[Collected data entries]

-=-=-

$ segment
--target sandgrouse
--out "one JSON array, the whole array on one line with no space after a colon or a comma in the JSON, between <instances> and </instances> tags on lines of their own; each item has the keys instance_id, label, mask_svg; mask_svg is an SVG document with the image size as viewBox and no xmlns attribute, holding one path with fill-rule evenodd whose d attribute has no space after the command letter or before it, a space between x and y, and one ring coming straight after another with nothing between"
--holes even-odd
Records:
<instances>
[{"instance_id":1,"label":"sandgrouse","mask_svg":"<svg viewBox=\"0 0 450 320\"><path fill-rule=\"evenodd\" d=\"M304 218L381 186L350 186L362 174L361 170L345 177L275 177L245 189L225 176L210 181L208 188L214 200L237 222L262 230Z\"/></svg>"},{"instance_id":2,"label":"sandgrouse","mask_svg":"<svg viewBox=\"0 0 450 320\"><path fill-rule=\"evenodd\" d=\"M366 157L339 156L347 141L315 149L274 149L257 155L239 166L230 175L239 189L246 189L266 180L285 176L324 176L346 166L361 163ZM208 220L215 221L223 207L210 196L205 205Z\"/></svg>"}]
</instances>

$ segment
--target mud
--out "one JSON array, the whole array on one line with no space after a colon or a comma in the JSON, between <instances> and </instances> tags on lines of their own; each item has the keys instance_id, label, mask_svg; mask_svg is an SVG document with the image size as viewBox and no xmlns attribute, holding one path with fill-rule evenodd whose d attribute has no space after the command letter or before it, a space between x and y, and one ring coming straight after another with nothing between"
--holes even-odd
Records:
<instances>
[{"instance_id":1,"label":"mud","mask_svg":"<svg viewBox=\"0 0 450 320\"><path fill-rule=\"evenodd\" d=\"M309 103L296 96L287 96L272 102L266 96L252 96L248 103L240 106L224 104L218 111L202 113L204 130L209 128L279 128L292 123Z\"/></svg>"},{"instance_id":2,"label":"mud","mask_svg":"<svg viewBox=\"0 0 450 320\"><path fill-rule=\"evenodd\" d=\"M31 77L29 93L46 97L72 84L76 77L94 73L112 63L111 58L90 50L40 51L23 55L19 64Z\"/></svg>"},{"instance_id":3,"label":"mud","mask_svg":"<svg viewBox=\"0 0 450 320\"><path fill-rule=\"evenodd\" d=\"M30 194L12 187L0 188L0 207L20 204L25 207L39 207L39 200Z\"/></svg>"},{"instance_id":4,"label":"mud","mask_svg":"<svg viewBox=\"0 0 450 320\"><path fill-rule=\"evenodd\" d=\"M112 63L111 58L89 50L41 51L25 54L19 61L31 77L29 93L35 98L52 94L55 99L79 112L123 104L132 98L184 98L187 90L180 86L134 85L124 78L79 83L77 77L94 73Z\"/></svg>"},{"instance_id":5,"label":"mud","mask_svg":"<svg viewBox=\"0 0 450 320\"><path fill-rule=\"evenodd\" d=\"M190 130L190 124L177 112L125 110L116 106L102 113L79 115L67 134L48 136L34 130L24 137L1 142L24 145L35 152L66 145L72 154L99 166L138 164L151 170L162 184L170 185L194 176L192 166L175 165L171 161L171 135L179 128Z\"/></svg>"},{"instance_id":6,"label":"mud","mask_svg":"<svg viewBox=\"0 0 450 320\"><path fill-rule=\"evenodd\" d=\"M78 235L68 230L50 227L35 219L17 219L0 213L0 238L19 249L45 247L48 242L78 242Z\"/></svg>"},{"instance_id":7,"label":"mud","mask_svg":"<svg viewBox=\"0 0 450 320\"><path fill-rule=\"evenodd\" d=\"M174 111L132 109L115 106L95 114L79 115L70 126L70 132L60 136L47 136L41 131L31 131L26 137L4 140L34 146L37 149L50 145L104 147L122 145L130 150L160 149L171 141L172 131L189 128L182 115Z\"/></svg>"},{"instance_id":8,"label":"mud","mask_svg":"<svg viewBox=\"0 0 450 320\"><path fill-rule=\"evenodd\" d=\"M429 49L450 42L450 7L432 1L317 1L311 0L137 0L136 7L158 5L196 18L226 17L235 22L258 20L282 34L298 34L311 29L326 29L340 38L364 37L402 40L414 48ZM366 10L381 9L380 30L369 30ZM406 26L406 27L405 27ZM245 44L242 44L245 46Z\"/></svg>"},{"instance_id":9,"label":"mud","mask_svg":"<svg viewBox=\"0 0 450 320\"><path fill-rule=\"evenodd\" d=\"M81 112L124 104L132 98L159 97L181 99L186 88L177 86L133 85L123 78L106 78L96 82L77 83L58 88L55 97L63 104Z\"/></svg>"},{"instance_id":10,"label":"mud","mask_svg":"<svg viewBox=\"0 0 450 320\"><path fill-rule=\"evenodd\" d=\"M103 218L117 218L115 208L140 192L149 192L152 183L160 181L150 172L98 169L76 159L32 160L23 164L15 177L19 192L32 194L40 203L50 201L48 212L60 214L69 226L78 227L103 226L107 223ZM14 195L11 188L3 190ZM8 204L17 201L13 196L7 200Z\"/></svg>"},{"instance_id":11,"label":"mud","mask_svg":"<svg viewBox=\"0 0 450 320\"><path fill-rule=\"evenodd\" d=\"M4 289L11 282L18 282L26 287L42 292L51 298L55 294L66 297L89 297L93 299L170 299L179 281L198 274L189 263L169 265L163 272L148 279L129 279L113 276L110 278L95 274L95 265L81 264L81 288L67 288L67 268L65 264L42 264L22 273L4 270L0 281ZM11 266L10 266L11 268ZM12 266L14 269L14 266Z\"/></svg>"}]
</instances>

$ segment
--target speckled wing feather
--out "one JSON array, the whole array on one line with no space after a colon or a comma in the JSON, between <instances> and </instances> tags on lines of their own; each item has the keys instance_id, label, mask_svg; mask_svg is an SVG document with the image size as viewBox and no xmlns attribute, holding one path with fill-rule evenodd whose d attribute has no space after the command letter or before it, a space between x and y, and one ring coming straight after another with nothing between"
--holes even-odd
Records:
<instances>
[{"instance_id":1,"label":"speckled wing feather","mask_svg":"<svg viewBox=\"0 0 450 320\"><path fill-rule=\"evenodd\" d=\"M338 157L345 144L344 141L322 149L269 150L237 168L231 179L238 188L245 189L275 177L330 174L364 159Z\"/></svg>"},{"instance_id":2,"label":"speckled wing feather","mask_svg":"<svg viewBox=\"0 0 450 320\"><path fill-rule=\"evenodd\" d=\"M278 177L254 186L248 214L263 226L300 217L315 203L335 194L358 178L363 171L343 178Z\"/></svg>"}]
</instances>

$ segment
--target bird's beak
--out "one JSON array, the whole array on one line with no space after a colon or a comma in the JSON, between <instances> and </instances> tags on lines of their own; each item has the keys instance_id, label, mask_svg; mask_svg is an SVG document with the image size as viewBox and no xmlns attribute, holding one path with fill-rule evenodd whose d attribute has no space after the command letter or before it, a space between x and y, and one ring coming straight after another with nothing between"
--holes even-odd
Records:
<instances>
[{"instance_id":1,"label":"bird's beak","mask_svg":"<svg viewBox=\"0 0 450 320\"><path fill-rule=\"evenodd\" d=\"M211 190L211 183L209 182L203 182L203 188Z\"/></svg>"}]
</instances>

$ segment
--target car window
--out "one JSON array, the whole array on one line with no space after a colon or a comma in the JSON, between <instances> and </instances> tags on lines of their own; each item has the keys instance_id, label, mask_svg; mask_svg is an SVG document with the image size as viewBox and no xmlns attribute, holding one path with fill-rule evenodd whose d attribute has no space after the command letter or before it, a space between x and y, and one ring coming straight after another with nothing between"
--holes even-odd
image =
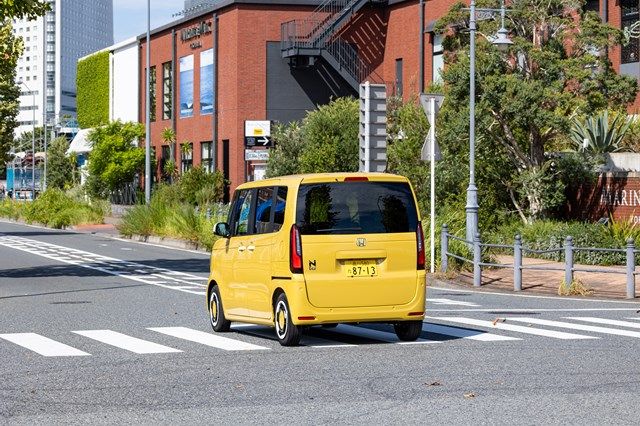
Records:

-=-=-

Work to complete |
Every line of the data that includes the word "target" should be copied.

Result for this exercise |
--target sandgrouse
--target mud
--target speckled wing feather
--target bird's beak
--target car window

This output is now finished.